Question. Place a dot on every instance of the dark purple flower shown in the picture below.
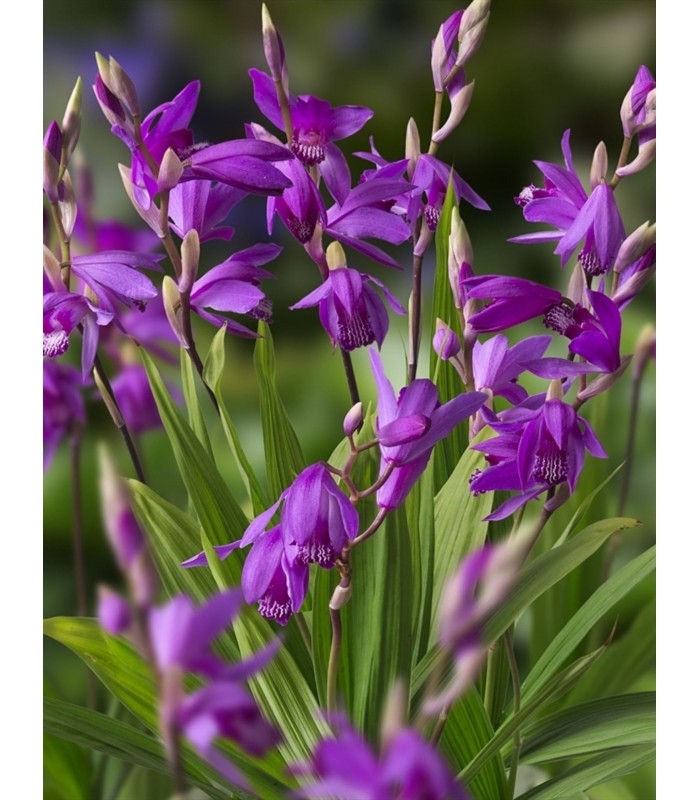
(350, 309)
(347, 768)
(564, 203)
(233, 286)
(64, 409)
(409, 427)
(225, 709)
(315, 123)
(202, 206)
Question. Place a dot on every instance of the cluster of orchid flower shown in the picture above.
(184, 189)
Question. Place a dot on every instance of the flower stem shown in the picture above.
(79, 549)
(414, 318)
(107, 393)
(517, 739)
(350, 376)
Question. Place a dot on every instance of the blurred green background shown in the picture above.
(545, 66)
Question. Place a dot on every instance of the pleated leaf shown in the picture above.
(125, 675)
(283, 456)
(591, 772)
(599, 725)
(575, 630)
(213, 374)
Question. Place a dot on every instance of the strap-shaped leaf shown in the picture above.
(607, 724)
(283, 456)
(219, 513)
(213, 374)
(112, 737)
(591, 772)
(574, 632)
(125, 675)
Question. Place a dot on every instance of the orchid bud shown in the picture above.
(67, 206)
(113, 611)
(472, 29)
(412, 146)
(335, 256)
(150, 215)
(459, 105)
(170, 171)
(353, 419)
(273, 47)
(52, 269)
(53, 144)
(189, 252)
(72, 120)
(645, 155)
(599, 165)
(173, 310)
(635, 246)
(445, 342)
(644, 349)
(123, 87)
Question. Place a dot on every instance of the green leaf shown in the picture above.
(447, 452)
(192, 402)
(549, 568)
(589, 728)
(125, 675)
(625, 661)
(591, 772)
(283, 455)
(106, 735)
(459, 526)
(554, 689)
(467, 731)
(213, 374)
(219, 513)
(573, 633)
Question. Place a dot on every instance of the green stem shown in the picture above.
(517, 739)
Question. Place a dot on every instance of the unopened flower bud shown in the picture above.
(445, 342)
(555, 390)
(335, 256)
(635, 246)
(53, 270)
(150, 215)
(645, 155)
(412, 146)
(273, 47)
(173, 309)
(189, 252)
(72, 119)
(113, 611)
(472, 29)
(123, 87)
(644, 349)
(599, 165)
(53, 144)
(170, 171)
(340, 597)
(353, 420)
(458, 108)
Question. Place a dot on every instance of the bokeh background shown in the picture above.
(545, 66)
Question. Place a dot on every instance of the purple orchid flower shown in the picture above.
(202, 206)
(534, 451)
(409, 427)
(564, 203)
(64, 409)
(233, 286)
(347, 768)
(315, 123)
(350, 309)
(225, 709)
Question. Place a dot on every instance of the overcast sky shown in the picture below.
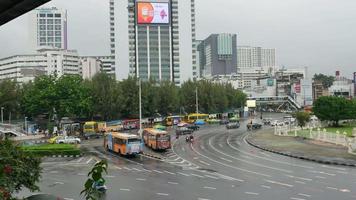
(320, 34)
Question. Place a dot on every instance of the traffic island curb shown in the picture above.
(298, 156)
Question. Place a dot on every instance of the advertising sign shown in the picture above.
(153, 13)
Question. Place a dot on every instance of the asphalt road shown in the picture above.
(219, 165)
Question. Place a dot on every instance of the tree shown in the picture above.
(302, 118)
(327, 81)
(333, 109)
(18, 170)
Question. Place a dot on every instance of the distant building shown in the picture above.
(24, 68)
(218, 55)
(49, 28)
(342, 87)
(90, 67)
(157, 39)
(252, 57)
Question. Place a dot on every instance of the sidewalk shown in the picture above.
(302, 148)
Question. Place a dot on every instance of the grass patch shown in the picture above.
(52, 149)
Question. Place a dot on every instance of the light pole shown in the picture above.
(140, 106)
(2, 115)
(196, 100)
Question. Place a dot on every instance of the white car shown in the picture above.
(68, 140)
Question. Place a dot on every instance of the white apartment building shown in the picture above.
(49, 28)
(156, 39)
(24, 68)
(90, 67)
(249, 57)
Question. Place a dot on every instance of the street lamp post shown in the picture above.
(140, 105)
(2, 115)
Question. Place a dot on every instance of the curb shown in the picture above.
(299, 157)
(152, 156)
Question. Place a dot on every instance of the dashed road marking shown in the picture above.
(209, 188)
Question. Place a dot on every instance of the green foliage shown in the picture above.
(95, 175)
(302, 118)
(18, 170)
(327, 81)
(333, 109)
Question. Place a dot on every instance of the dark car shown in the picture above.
(193, 127)
(233, 125)
(254, 126)
(183, 131)
(224, 121)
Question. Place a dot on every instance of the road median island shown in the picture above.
(53, 150)
(298, 147)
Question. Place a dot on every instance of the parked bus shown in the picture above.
(173, 120)
(129, 124)
(156, 139)
(191, 118)
(123, 143)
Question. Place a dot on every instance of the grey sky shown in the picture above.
(315, 33)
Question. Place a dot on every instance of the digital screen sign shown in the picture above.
(152, 13)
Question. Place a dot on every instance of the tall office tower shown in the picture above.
(112, 36)
(157, 43)
(49, 28)
(218, 55)
(252, 57)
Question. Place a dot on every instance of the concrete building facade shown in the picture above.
(218, 55)
(49, 28)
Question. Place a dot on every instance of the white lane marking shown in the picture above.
(271, 160)
(241, 169)
(279, 183)
(162, 194)
(331, 167)
(294, 198)
(331, 188)
(304, 195)
(252, 193)
(128, 169)
(169, 172)
(205, 163)
(209, 188)
(246, 161)
(197, 175)
(300, 178)
(157, 171)
(89, 160)
(213, 177)
(137, 169)
(301, 182)
(265, 186)
(183, 174)
(226, 159)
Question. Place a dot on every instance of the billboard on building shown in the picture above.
(152, 13)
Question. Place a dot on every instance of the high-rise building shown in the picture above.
(90, 67)
(158, 44)
(249, 57)
(218, 55)
(49, 28)
(24, 68)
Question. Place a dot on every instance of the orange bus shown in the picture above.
(123, 143)
(156, 139)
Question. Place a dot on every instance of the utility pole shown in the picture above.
(2, 115)
(196, 100)
(140, 106)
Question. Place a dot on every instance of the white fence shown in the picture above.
(319, 135)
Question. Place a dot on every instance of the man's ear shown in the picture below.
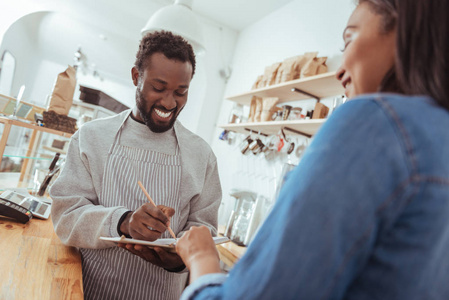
--------------------------------
**Exercise details**.
Show every line above that contains the string "green", matching its case exactly.

**Answer to this exercise**.
Question. Place a dot on every instance of the blurred green background shown in the picture above.
Question. Place a dot on every instance of the green leaf shown in the picture above.
Question. Place a dot on every instance of the green stem shown in the picture above.
Question. Place a dot on every instance of the green foliage shown in the picture above.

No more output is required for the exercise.